Source excerpt:
Extract WIM hard links correctly
authorEric Biggers <ebiggers3@gmail.com>
Mon, 20 Aug 2012 00:39:51 +0000 (19:39 -0500)
committerEric Biggers <ebiggers3@gmail.com>
Mon, 20 Aug 2012 00:39:51 +0000 (19:39 -0500)
src/dentry.c
src/dentry.h
src/extract.c
src/hardlink.c
src/wim.c
src/wimlib_internal.h

index bccfce2c540e4475b74e4619982965835c0adc49..0e3d977751e7a5a74fd47eacf66eb9b32d3d84ad 100644 (file)
@@ -533,6 +533,7 @@ static void __destroy_dentry(struct dentry *dentry)
        FREE(dentry->file_name_utf8);
        FREE(dentry->short_name);
        FREE(dentry->full_path_utf8);
+       FREE(dentry->extracted_file);
 }
 
 void free_dentry(struct dentry *dentry)
index 3a3432eadbeafe36a41839235404b53b33884d2f..16cf5f37bba23200891fac458fca6e6f21385b79 100644 (file)
@@ -114,7 +114,6 @@ struct dentry {
         * included only the length field, but that takes up 8 bytes. */
        u64 length;
 
-
        /* The file attributes associated with this file. */
        u32 attributes;
 
@@ -153,14 +152,6 @@ struct dentry {
         * read_dentry() function. */
        //u32 reparse_reserved;
 
-       /* If the reparse_reserved field existed, there would be a 4-byte gap
-        * here to align hard_link on an 8-byte field.  However,
-        * reparse_reserved does not actually exist, so there is no gap here. */
-
-       /* If the file is part of a hard link set, all the directory entries in
-        * the set will share the same value for this field. */
-       u64 hard_link;
-
        /* Number of alternate data streams associated with this file. */
        u16 num_ads;
 
@@ -202,13 +193,30 @@ struct dentry {
                u32 num_times_opened;
        };
 
-       /* List of dentries in the hard link set */
+       /* If the file is part of a hard link set, all the directory entries in
+        * the set will share the same value for this field. */
+       u64 hard_link;
+
        enum {
+               /* This dentry is the owner of its ads_entries, although it may
+                * be in a hard link set */
                GROUP_INDEPENDENT,
+
+               /* This dentry is the owner of the ads_entries in the hard link
+                * set */
                GROUP_MASTER,
+
+               /* This dentry shares its ads_entries with a dentry in the hard
+                * link set that has GROUP_MASTER set. */
                GROUP_SLAVE
        } link_group_master_status;
+
+
+       /* List of dentries in the hard link set */
        struct list_head link_group_list;
+
+       /* Path to extracted file on disk (used during extraction only) */
+       char *extracted_file;
 };
 
 /* Return hash of the "unnamed" (default) data stream. */
index 70384329455a1cba7ef60570b0e7bce40e31dce9..0cb06b87edb11d802845d254fda12c083be75515 100644 (file)

Provided material:
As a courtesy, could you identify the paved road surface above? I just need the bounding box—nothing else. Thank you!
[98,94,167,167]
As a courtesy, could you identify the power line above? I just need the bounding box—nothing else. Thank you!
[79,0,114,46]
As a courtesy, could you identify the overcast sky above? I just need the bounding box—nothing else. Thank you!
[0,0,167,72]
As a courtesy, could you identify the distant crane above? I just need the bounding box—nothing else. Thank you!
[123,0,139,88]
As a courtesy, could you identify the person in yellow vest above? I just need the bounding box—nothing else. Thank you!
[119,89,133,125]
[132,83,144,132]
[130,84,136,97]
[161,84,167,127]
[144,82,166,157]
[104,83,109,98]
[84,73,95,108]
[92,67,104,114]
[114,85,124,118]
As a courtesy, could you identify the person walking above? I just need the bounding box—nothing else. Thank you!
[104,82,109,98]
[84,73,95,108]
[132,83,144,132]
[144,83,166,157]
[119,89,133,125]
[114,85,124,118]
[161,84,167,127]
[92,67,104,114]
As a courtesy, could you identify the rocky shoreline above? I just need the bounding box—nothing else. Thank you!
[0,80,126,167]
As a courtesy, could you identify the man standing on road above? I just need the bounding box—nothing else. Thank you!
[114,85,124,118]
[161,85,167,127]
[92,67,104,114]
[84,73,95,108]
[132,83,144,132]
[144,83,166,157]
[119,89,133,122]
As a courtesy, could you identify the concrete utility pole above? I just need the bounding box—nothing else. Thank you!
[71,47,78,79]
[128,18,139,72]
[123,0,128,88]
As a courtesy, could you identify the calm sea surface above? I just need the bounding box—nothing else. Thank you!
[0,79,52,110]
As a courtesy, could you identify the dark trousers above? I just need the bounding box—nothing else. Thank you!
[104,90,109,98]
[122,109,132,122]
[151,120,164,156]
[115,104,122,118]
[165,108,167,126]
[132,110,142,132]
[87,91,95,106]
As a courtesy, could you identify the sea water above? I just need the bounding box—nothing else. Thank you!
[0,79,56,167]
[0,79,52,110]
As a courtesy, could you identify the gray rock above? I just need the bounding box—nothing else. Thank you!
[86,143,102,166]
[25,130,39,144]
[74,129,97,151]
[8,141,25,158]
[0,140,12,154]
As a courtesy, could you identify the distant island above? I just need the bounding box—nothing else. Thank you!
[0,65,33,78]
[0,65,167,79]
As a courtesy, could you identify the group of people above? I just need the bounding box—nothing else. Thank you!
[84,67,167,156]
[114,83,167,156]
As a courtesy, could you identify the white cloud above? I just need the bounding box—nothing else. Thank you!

--

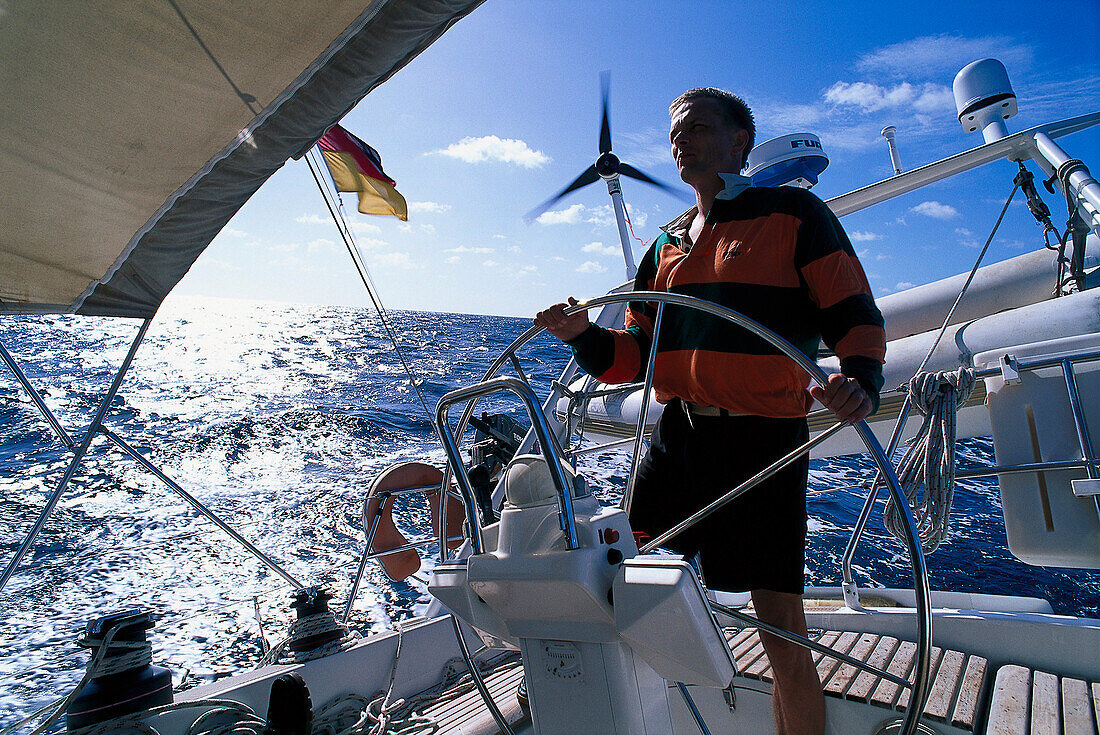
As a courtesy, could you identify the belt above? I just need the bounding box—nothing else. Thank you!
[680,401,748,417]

---

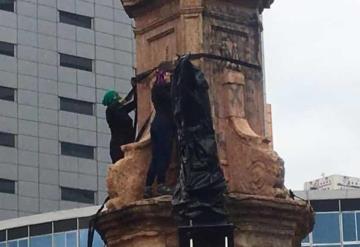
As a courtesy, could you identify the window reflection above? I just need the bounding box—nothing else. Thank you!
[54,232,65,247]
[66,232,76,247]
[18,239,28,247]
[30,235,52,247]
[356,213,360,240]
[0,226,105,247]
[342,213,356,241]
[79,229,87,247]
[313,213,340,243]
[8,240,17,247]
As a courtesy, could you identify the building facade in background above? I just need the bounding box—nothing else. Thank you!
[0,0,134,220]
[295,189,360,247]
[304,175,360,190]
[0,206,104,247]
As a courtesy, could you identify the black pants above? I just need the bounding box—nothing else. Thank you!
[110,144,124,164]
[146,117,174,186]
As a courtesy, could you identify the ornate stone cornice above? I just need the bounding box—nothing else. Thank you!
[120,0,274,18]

Problems to work on:
• A. According to the hard-link commit diff, what is stored in the new extracted_file field of struct dentry?
• B. Write the next part of the hard-link commit diff, picking up after its final line.
The data that comes after the commit diff is separate material and has no connection to it.

The results:
• A. The path to the extracted file on disk, which is used during extraction only.

• B.
@@ -53,6 +53,7 @@ static int extract_regular_file_linked(const struct dentry *dentry,
         * instead either symlinks or hardlinks *all* identical files in
         * the WIM, even if they are in a different image (in the case
         * of a multi-image extraction) */
+
        wimlib_assert(lte->file_on_disk);
 
        if (extract_flags & WIMLIB_EXTRACT_FLAG_HARDLINK) {
@@ -107,15 +108,50 @@ static int extract_regular_file_linked(const struct dentry *dentry,
 }
 
 static int extract_regular_file_unlinked(WIMStruct *w,
-                                        const struct dentry *dentry, 
+                                        struct dentry *dentry, 
                                         const char *output_path,
                                         int extract_flags,
                                         struct lookup_table_entry *lte)
 {
+       /* Normal mode of extraction.  Regular files and hard links are
+        * extracted in the way that they appear in the WIM. */
+
        int out_fd;
        const struct resource_entry *res_entry;
        int ret;
-       /* Otherwise, we must actually extract the file contents. */
+       const struct list_head *head = &dentry->link_group_list;
+
+       if (head->next != head) {
+               /* This dentry is one of a hard link set of at least 2 dentries.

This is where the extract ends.